● **Bounding-box records**
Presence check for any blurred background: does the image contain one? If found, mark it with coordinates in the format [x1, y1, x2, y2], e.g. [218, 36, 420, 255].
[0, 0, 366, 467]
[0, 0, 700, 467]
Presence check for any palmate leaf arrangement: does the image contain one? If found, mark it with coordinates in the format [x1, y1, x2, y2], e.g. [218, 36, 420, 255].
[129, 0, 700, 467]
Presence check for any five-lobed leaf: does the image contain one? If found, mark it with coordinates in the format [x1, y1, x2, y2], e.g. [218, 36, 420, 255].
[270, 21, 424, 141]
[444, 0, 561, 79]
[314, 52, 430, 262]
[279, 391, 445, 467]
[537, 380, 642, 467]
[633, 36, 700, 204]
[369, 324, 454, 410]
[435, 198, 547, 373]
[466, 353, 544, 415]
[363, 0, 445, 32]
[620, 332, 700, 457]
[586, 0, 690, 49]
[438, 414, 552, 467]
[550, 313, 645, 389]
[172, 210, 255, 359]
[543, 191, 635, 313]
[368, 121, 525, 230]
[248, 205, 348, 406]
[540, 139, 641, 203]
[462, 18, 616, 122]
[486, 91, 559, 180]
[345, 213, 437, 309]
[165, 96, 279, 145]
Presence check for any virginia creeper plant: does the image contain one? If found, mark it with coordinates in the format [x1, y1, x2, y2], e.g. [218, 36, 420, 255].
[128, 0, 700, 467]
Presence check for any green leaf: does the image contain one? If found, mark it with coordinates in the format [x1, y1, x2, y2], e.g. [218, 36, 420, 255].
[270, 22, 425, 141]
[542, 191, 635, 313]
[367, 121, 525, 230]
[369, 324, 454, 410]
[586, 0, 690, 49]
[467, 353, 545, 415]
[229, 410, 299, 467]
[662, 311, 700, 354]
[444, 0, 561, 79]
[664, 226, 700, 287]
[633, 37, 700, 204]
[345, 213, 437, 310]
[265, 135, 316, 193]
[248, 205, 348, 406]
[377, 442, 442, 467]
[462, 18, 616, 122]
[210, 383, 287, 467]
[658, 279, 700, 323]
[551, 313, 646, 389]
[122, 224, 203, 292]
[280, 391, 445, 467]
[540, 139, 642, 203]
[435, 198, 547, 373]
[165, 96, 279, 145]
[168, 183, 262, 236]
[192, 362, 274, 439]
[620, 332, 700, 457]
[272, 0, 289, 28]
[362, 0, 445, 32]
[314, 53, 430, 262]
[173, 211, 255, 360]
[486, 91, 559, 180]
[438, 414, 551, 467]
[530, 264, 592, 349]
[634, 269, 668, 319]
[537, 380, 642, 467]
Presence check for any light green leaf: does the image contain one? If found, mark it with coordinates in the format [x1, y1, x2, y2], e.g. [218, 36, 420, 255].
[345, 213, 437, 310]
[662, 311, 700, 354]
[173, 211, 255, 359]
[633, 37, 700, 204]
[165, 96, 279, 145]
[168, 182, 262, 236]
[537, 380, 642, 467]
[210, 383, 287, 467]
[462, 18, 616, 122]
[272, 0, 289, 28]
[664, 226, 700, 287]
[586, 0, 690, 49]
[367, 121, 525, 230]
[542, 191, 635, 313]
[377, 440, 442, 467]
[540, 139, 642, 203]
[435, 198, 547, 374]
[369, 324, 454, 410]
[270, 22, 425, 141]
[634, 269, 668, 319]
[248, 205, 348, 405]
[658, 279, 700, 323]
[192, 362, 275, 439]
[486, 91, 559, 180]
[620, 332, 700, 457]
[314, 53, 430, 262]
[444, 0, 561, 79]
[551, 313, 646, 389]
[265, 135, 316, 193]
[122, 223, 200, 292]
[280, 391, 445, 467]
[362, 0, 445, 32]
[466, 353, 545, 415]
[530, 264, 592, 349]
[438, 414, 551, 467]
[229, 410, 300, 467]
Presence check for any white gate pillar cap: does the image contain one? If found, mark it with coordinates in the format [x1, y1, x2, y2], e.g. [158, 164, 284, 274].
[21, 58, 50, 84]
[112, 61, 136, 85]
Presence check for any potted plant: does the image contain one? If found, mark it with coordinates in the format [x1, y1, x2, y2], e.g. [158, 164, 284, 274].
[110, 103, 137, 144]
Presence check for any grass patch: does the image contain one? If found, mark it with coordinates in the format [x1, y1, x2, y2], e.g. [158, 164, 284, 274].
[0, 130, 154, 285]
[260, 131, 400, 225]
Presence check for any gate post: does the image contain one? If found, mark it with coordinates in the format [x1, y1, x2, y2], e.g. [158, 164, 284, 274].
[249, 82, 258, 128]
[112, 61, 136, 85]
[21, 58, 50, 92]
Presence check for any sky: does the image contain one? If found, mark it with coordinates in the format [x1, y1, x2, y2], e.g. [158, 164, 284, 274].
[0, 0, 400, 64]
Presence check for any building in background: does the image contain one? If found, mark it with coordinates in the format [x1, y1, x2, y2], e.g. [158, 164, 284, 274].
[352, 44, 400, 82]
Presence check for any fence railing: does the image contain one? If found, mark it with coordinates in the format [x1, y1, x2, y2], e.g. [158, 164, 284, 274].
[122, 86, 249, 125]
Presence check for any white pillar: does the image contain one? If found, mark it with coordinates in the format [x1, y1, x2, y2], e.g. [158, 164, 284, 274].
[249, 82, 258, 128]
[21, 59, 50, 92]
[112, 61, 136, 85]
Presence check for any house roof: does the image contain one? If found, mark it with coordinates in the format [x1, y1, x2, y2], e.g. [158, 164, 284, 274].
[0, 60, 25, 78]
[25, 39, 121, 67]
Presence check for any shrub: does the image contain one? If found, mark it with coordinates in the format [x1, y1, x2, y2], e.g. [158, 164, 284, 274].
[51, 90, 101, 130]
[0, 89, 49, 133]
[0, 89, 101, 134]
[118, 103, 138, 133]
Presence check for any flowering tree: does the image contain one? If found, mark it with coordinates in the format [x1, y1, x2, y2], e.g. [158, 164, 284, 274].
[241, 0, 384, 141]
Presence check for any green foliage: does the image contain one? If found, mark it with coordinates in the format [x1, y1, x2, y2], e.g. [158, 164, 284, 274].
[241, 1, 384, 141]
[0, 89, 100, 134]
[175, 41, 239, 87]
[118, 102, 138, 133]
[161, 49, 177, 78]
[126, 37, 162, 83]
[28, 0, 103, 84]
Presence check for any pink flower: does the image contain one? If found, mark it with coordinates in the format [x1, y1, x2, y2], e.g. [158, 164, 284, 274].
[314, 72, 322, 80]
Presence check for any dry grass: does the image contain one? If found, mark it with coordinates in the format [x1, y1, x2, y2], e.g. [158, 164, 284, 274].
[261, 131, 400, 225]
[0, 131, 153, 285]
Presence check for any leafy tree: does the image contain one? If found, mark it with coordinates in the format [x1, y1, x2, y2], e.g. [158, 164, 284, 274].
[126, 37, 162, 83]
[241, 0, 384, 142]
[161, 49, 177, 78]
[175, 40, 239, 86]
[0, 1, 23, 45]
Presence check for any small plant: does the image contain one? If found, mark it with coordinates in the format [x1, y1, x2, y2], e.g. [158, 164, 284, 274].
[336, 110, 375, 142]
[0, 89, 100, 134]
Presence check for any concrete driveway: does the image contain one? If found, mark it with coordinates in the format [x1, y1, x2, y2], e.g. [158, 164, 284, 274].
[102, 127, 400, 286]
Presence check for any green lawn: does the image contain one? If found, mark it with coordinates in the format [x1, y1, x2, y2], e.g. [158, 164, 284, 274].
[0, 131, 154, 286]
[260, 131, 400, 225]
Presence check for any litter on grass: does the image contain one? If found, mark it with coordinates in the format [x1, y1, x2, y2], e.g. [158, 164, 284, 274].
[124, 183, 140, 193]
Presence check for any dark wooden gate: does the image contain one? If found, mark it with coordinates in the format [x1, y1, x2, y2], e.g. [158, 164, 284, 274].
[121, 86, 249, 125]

● **Task directions**
Convert the material above into a JSON list of strings, with each line as one string and blank lines omitted.

● **Response to this exercise**
[
  "Presence check for any blurred background: does the image contain one? If found, mark it with coordinates in the format [x1, y1, x2, y2], e.g. [218, 36, 420, 255].",
  "[0, 0, 366, 467]",
  "[0, 0, 700, 467]",
  "Presence check for any palmate leaf arrangement: does the image contain one? If found, mark it with coordinates in the format [x1, y1, x2, y2], e.g. [218, 36, 420, 255].",
  "[129, 0, 700, 467]",
  "Presence check for any five-lobed leaf: does the image contain one? If found, mark it with coordinates in the format [x1, y1, x2, y2], e.g. [218, 36, 420, 255].",
  "[270, 21, 424, 141]",
  "[444, 0, 561, 79]",
  "[314, 52, 430, 262]",
  "[279, 391, 445, 467]",
  "[537, 380, 642, 467]",
  "[633, 36, 700, 204]",
  "[369, 324, 454, 410]",
  "[435, 198, 547, 373]",
  "[466, 353, 544, 415]",
  "[363, 0, 445, 32]",
  "[620, 332, 700, 457]",
  "[586, 0, 690, 49]",
  "[438, 414, 552, 467]",
  "[550, 313, 645, 389]",
  "[172, 210, 255, 359]",
  "[543, 191, 635, 313]",
  "[368, 121, 525, 230]",
  "[248, 205, 348, 406]",
  "[540, 139, 641, 203]",
  "[462, 18, 616, 122]",
  "[486, 91, 559, 180]",
  "[345, 213, 437, 309]",
  "[165, 96, 279, 145]",
  "Presence check for any virginia creeper plant: does the image contain one? If found, mark it with coordinates in the format [x1, y1, x2, y2], e.g. [218, 36, 420, 255].",
  "[128, 0, 700, 467]",
  "Presence check for any green leaf: does the image contain one? If found, mark it with coordinates in the format [x1, y1, x2, y2], e.g. [218, 36, 420, 255].",
  "[270, 22, 425, 141]",
  "[542, 191, 635, 313]",
  "[367, 121, 525, 230]",
  "[369, 324, 454, 410]",
  "[586, 0, 690, 49]",
  "[467, 353, 545, 415]",
  "[229, 410, 299, 467]",
  "[662, 311, 700, 354]",
  "[444, 0, 561, 79]",
  "[664, 226, 700, 287]",
  "[633, 37, 700, 204]",
  "[345, 213, 437, 310]",
  "[265, 135, 316, 193]",
  "[248, 205, 348, 406]",
  "[377, 442, 442, 467]",
  "[462, 18, 616, 122]",
  "[210, 383, 287, 467]",
  "[658, 279, 700, 323]",
  "[551, 313, 646, 389]",
  "[122, 224, 203, 292]",
  "[280, 391, 445, 467]",
  "[540, 139, 642, 203]",
  "[435, 198, 547, 373]",
  "[165, 96, 279, 145]",
  "[168, 183, 262, 236]",
  "[192, 362, 274, 439]",
  "[620, 332, 700, 457]",
  "[272, 0, 289, 28]",
  "[362, 0, 445, 32]",
  "[314, 53, 430, 262]",
  "[173, 211, 255, 360]",
  "[486, 91, 559, 180]",
  "[438, 414, 551, 467]",
  "[530, 264, 592, 349]",
  "[634, 269, 668, 319]",
  "[537, 380, 642, 467]",
  "Presence check for any light green leaf: does the image contain one? If found, mark it with coordinates in the format [x1, y1, x2, y2], e.g. [218, 36, 420, 255].",
  "[345, 213, 437, 310]",
  "[662, 311, 700, 354]",
  "[173, 211, 255, 359]",
  "[633, 37, 700, 204]",
  "[165, 96, 279, 145]",
  "[168, 182, 262, 236]",
  "[537, 380, 642, 467]",
  "[210, 383, 287, 467]",
  "[462, 18, 616, 122]",
  "[272, 0, 289, 28]",
  "[664, 226, 700, 287]",
  "[586, 0, 690, 49]",
  "[367, 121, 525, 230]",
  "[542, 191, 635, 313]",
  "[377, 440, 442, 467]",
  "[540, 139, 642, 203]",
  "[435, 198, 547, 374]",
  "[369, 324, 454, 410]",
  "[270, 22, 425, 141]",
  "[634, 269, 668, 319]",
  "[248, 205, 348, 405]",
  "[658, 279, 700, 323]",
  "[192, 362, 275, 439]",
  "[486, 91, 559, 180]",
  "[620, 332, 700, 457]",
  "[314, 53, 430, 262]",
  "[444, 0, 561, 79]",
  "[551, 313, 646, 389]",
  "[265, 135, 316, 193]",
  "[122, 223, 200, 292]",
  "[280, 391, 445, 467]",
  "[362, 0, 445, 32]",
  "[466, 353, 545, 415]",
  "[530, 264, 592, 349]",
  "[438, 414, 551, 467]",
  "[229, 410, 300, 467]",
  "Presence check for any white gate pillar cap: does the image contain one? If found, mark it with coordinates in the format [x1, y1, x2, y2], e.g. [158, 164, 284, 274].",
  "[21, 58, 50, 84]",
  "[112, 61, 136, 85]",
  "Presence check for any potted plant: does the image contain one? If found, mark it with coordinates in the format [x1, y1, x2, y2], e.g. [158, 164, 284, 274].",
  "[110, 103, 137, 144]",
  "Presence check for any grass patch: does the image contain one? If found, mark it with coordinates in the format [x1, y1, x2, y2], e.g. [158, 164, 284, 274].",
  "[0, 130, 154, 285]",
  "[260, 131, 400, 225]",
  "Presence check for any gate post: does the image contain one? If found, mark it with coordinates in the format [x1, y1, x2, y2], e.g. [158, 164, 284, 274].",
  "[249, 82, 258, 128]",
  "[112, 61, 136, 85]",
  "[21, 58, 50, 92]",
  "Presence check for any sky: does the image contain one? If found, mark it with coordinates in the format [x1, y1, x2, y2], e.g. [158, 164, 284, 274].",
  "[0, 0, 400, 64]",
  "Presence check for any building in background: does the image contain one? If found, mark it with coordinates in the format [x1, y1, x2, y2], e.g. [158, 164, 284, 274].",
  "[352, 44, 400, 82]",
  "Presence check for any fence railing: does the image contain one? If found, mark it with coordinates in the format [x1, y1, x2, y2], e.g. [158, 164, 284, 274].",
  "[122, 86, 249, 125]",
  "Presence check for any white pillar: does the image contain one? If found, mark it with coordinates in the format [x1, y1, x2, y2], e.g. [158, 164, 284, 274].",
  "[249, 82, 258, 128]",
  "[21, 59, 50, 92]",
  "[112, 61, 136, 85]",
  "Presence check for any house roof: does the image contain one? If found, mark it with coordinates in the format [x1, y1, x2, y2], e.g. [158, 164, 284, 274].",
  "[0, 60, 25, 78]",
  "[25, 39, 121, 67]",
  "Presence check for any shrub: does the image contain one? If found, mark it with coordinates in the format [x1, y1, x2, y2], e.g. [158, 164, 284, 274].",
  "[51, 90, 101, 130]",
  "[0, 89, 49, 133]",
  "[0, 89, 101, 134]",
  "[118, 103, 138, 133]",
  "Presence check for any flowering tree: does the image contain one? If found, mark it with coordinates in the format [x1, y1, x2, y2], e.g. [158, 164, 284, 274].",
  "[241, 0, 384, 141]",
  "Presence check for any green foliage: does the image contain one? If found, mark it with coordinates in the format [x1, y1, x2, y2], e.g. [158, 164, 284, 274].",
  "[241, 1, 384, 141]",
  "[0, 89, 100, 134]",
  "[175, 41, 239, 87]",
  "[118, 102, 138, 133]",
  "[161, 49, 177, 78]",
  "[126, 37, 162, 83]",
  "[28, 0, 103, 84]",
  "Presence check for any pink flower: does the image contain one? If found, mark it with coordinates in the format [x1, y1, x2, y2], e.g. [158, 164, 284, 274].",
  "[314, 72, 322, 80]",
  "Presence check for any dry grass: does the image contain one? If found, mark it with coordinates in the format [x1, y1, x2, y2], e.g. [158, 164, 284, 274].",
  "[261, 131, 400, 225]",
  "[0, 131, 153, 285]",
  "Presence check for any leafy tree: does the image contain one? If found, mark it with coordinates in the format [x1, y1, x2, y2], e.g. [158, 164, 284, 274].",
  "[126, 37, 162, 83]",
  "[241, 0, 384, 142]",
  "[161, 49, 177, 78]",
  "[175, 40, 239, 86]",
  "[0, 1, 23, 45]",
  "Presence check for any small plant: does the image contain one? If found, mark it with coordinates in the format [x1, y1, x2, y2], e.g. [158, 164, 284, 274].",
  "[336, 110, 375, 142]",
  "[0, 89, 100, 134]",
  "Presence check for any concrete driveway: does the image contain one? If found, mark it with coordinates in the format [x1, y1, x2, y2], e.g. [158, 164, 284, 274].",
  "[102, 127, 400, 286]",
  "Presence check for any green lawn: does the image contain one? If found, mark it with coordinates in the format [x1, y1, x2, y2], e.g. [158, 164, 284, 274].",
  "[0, 131, 154, 286]",
  "[260, 131, 400, 225]",
  "Presence check for any litter on grass: does the image contain one? If found, mark it with coordinates in the format [x1, y1, x2, y2], e.g. [158, 164, 284, 274].",
  "[124, 183, 140, 193]",
  "Presence check for any dark wooden gate: does the image contain one? If found, mark it with coordinates in the format [x1, y1, x2, y2], e.g. [158, 164, 284, 274].",
  "[121, 86, 249, 125]"
]